Stored data entries
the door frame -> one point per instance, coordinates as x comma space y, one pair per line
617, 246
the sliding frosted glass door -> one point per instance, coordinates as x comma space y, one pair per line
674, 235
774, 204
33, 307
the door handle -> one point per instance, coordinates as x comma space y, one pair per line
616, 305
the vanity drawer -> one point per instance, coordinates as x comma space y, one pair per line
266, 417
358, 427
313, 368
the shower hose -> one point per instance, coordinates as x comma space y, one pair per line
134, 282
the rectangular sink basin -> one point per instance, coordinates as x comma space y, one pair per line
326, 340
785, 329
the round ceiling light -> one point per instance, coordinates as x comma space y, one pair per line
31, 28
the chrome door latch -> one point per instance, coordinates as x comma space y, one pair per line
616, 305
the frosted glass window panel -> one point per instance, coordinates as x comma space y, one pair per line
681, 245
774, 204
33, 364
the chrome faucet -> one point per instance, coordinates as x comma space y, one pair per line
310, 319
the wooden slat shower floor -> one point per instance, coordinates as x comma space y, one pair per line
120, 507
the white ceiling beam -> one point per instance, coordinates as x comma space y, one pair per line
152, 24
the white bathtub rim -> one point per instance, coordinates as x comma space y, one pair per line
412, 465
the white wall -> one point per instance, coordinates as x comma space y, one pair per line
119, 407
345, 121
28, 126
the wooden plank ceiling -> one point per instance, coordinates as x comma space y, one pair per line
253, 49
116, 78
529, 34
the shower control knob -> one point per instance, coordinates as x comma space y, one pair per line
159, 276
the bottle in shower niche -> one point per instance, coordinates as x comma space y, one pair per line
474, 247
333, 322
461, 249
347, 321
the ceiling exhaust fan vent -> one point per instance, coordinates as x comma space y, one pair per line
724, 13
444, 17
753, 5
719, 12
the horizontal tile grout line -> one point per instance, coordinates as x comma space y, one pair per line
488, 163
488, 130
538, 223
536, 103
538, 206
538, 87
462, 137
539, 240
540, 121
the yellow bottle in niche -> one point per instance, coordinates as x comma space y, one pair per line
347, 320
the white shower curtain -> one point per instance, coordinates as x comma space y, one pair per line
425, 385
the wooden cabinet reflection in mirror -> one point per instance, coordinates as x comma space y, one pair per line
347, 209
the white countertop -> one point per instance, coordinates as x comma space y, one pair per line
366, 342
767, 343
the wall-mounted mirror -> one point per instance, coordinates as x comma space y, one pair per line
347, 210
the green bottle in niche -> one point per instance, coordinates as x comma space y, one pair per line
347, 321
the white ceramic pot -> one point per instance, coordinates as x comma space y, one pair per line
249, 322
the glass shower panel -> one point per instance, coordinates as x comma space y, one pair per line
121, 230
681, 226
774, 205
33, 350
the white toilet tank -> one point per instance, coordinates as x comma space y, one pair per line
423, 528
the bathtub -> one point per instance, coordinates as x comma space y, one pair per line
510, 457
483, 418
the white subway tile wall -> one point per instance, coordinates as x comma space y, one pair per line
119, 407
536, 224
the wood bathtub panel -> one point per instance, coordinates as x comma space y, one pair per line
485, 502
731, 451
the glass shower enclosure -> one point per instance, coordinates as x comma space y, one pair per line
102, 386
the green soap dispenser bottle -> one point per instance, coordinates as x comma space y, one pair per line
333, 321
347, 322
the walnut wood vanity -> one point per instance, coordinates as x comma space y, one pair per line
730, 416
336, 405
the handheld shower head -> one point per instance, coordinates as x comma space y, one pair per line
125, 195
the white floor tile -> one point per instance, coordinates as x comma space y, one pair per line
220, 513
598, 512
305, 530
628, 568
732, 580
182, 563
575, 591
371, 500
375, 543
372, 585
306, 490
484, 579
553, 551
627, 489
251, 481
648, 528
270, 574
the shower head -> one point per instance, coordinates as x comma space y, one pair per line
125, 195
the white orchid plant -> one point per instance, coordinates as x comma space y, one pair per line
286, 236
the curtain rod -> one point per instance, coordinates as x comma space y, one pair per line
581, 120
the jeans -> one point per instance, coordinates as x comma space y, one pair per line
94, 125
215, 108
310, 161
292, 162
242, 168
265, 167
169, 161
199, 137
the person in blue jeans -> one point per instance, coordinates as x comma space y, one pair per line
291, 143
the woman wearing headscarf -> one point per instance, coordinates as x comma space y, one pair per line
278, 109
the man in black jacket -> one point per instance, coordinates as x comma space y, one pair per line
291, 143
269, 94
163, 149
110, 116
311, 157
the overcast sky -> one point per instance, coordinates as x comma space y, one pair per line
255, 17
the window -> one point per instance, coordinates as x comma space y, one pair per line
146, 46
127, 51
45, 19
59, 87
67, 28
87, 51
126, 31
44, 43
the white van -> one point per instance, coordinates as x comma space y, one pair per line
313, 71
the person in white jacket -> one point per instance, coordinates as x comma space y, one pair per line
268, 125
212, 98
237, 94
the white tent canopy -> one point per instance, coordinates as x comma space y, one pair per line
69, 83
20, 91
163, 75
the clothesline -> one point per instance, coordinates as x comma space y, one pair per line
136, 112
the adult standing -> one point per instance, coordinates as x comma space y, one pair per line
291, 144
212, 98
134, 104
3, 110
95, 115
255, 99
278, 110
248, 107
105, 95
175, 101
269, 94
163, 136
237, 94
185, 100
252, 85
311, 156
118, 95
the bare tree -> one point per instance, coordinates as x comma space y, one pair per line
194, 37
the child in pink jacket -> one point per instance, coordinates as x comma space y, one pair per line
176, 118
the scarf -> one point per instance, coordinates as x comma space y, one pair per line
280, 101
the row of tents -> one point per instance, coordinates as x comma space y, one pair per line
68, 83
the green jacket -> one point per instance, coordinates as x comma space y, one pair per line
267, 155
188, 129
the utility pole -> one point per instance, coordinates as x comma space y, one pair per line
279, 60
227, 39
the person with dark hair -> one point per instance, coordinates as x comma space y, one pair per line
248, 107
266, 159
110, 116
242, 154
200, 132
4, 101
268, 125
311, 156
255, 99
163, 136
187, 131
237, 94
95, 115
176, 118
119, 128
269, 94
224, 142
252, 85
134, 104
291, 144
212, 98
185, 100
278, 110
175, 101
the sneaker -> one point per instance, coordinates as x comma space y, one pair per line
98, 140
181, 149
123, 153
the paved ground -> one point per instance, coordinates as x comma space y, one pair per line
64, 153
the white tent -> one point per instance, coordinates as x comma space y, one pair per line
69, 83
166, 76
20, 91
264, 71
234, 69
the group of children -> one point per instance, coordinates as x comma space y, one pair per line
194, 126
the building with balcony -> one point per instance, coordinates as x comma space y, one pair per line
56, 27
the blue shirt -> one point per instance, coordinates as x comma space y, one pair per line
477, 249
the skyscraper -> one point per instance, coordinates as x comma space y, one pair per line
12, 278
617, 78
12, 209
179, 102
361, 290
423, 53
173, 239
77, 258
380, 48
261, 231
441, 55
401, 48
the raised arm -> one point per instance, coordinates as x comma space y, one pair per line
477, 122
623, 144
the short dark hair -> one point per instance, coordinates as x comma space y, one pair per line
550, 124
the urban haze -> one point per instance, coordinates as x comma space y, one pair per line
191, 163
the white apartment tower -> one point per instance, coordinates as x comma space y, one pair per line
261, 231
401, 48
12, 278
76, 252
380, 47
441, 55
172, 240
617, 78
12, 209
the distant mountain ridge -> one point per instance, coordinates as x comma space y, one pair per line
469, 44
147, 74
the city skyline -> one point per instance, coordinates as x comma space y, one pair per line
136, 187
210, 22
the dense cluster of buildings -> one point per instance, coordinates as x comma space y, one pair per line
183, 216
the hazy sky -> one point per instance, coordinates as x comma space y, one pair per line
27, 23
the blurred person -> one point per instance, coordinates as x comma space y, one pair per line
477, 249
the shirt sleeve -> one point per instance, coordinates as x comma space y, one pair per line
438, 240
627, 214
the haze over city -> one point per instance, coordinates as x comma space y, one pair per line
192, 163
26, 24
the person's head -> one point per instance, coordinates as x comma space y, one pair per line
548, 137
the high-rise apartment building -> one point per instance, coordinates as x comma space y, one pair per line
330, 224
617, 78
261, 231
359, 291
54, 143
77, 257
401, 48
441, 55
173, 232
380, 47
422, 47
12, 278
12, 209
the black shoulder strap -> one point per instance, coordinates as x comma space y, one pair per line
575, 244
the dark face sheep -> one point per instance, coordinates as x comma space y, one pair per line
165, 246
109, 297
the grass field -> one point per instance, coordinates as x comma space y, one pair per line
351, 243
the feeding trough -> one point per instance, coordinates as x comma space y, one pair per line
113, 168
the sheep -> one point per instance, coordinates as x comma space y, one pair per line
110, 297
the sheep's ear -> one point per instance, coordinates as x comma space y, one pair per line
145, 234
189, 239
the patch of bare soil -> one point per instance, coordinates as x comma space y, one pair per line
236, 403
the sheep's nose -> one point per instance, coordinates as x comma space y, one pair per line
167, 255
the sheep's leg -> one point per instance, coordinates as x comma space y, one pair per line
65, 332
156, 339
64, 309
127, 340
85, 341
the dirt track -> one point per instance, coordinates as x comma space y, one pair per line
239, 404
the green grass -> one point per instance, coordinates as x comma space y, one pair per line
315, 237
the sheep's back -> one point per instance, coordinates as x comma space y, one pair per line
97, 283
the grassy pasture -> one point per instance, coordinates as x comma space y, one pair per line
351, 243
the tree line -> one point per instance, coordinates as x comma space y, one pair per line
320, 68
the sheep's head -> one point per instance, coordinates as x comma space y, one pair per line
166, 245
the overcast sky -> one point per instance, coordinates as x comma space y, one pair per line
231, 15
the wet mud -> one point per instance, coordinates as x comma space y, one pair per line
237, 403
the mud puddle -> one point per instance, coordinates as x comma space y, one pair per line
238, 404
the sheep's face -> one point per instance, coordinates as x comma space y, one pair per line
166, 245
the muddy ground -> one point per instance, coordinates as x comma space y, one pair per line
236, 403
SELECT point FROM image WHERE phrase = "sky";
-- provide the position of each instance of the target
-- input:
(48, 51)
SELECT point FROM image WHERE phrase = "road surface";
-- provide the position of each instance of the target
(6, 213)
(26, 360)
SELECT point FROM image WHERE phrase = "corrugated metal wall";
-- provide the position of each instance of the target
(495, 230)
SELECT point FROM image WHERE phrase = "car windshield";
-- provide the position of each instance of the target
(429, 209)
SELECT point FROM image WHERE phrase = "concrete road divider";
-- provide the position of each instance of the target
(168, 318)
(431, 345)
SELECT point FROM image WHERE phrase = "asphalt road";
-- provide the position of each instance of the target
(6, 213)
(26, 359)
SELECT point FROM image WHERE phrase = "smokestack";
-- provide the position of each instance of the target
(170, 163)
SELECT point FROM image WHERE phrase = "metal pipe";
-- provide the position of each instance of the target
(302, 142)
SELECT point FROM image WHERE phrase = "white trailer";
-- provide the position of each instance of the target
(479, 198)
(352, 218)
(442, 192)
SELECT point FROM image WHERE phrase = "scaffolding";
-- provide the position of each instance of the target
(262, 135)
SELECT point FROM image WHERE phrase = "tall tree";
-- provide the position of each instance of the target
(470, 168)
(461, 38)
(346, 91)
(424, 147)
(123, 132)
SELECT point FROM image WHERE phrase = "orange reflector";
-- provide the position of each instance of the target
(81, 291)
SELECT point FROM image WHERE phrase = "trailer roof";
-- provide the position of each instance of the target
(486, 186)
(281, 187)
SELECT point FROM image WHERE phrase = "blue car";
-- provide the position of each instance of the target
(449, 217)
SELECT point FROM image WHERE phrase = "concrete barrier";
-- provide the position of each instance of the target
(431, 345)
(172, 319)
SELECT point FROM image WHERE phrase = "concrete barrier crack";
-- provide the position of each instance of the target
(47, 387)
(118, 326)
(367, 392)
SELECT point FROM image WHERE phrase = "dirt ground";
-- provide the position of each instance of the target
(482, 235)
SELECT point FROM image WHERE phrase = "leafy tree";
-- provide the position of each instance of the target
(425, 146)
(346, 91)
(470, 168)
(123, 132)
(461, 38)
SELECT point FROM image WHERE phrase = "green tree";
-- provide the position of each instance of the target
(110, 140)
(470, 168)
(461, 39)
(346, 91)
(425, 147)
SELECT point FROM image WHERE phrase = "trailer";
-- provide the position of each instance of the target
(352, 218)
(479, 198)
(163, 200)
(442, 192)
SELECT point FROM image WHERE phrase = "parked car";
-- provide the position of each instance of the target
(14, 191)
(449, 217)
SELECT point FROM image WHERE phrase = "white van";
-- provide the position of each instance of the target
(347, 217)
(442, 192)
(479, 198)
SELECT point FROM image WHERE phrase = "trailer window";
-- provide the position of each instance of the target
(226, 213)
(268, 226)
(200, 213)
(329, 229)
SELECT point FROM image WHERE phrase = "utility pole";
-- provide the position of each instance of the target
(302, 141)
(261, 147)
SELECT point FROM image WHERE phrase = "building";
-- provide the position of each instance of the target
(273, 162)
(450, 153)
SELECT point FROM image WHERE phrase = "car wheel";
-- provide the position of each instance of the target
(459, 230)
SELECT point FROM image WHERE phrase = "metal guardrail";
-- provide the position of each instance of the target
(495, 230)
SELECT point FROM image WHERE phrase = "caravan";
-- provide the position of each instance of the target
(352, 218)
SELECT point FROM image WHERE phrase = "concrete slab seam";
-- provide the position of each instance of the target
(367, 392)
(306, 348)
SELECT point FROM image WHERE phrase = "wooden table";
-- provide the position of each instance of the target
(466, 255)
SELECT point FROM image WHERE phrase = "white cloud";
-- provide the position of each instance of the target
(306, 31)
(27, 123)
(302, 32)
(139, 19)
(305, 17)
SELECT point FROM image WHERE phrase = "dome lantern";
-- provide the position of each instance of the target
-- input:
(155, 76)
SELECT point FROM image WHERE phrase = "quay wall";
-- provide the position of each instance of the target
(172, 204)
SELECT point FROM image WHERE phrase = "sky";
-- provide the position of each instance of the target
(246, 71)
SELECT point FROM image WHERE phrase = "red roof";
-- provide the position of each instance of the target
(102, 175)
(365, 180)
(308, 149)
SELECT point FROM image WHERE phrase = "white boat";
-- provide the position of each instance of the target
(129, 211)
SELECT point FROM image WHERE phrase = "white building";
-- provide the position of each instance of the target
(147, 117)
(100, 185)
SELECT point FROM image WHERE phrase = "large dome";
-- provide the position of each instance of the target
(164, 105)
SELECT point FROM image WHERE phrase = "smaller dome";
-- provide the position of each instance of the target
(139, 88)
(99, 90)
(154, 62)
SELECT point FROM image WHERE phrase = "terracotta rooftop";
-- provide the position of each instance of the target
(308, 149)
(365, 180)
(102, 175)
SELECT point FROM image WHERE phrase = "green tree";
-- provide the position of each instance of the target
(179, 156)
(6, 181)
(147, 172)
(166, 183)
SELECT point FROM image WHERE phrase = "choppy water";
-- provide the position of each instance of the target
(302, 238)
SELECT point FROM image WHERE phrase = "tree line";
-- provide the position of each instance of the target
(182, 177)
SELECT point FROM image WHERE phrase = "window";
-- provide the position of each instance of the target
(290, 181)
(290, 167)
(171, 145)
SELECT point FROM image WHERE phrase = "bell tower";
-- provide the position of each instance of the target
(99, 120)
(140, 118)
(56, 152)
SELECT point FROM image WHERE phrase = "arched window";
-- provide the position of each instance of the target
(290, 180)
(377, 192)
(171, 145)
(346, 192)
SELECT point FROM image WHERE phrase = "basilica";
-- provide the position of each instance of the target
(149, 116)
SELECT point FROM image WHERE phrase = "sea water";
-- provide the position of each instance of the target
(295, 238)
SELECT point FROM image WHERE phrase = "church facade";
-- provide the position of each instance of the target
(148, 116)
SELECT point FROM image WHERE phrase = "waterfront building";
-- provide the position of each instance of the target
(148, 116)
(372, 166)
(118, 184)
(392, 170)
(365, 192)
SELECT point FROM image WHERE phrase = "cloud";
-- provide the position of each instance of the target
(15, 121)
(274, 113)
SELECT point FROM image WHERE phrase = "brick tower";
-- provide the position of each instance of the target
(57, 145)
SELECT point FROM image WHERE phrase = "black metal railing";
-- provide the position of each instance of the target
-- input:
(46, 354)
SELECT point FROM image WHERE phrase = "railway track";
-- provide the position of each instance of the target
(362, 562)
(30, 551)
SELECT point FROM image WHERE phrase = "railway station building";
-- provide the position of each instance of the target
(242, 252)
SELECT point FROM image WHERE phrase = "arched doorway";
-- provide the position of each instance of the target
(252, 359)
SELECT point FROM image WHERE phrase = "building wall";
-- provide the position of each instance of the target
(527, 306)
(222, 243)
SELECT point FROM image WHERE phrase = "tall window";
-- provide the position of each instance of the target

→ **Written instruction**:
Pull out every line of the entries above that holds the word "glass", and copy each one.

→ **Full solution**:
the sliding frosted glass door -> one point per instance, coordinates as x comma space y, one pair per line
the frosted glass window panel -> one point per instance, coordinates as x comma space y, one pair per line
the glass shower panel -> one point per instance, coordinates as x comma space y, one pair per line
the glass shower enclosure -> one point per instance, coordinates as x comma space y, one pair per line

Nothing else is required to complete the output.